What is expected: Word for word, transcribe the lines from the one containing "Where is the car windshield" through the end of the entries, both included, and nothing else.

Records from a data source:
════
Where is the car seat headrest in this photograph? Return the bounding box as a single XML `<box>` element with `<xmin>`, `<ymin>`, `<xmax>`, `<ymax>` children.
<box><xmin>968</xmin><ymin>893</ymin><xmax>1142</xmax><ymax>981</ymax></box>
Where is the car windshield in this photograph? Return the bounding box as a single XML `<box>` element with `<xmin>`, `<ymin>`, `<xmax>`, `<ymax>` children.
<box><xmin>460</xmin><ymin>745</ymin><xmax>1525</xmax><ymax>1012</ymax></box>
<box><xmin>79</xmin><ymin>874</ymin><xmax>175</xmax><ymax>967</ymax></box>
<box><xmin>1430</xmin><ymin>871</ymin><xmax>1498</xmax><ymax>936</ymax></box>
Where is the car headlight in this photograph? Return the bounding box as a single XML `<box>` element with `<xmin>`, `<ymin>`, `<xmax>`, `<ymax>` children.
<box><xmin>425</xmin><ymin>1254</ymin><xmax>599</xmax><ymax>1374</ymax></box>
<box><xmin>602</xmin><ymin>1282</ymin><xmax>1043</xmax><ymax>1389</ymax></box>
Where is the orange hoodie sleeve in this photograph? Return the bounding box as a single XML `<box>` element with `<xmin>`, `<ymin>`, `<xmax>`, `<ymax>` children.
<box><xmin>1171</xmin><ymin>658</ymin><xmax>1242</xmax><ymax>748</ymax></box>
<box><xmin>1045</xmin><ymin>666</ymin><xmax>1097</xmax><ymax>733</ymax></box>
════
Response below:
Where is the car windshield in this photograph? Return the bounding box as a single XML `<box>` element with `<xmin>`, `<ymin>`, `<xmax>`, `<ymax>` children.
<box><xmin>460</xmin><ymin>745</ymin><xmax>1525</xmax><ymax>1012</ymax></box>
<box><xmin>79</xmin><ymin>874</ymin><xmax>175</xmax><ymax>967</ymax></box>
<box><xmin>1430</xmin><ymin>871</ymin><xmax>1498</xmax><ymax>936</ymax></box>
Where is the car headlight in this photograph? Return the bounding box as a single XML `<box>` element with `<xmin>`, `<ymin>`, `<xmax>`, `<ymax>` children.
<box><xmin>425</xmin><ymin>1254</ymin><xmax>599</xmax><ymax>1374</ymax></box>
<box><xmin>602</xmin><ymin>1282</ymin><xmax>1043</xmax><ymax>1389</ymax></box>
Where is the orange hoodie sleeve in this photograph? Return the bounding box as a single XML `<box>` element with `<xmin>`, `<ymin>`, `<xmax>`, `<ymax>` children.
<box><xmin>1171</xmin><ymin>658</ymin><xmax>1242</xmax><ymax>748</ymax></box>
<box><xmin>1045</xmin><ymin>666</ymin><xmax>1097</xmax><ymax>733</ymax></box>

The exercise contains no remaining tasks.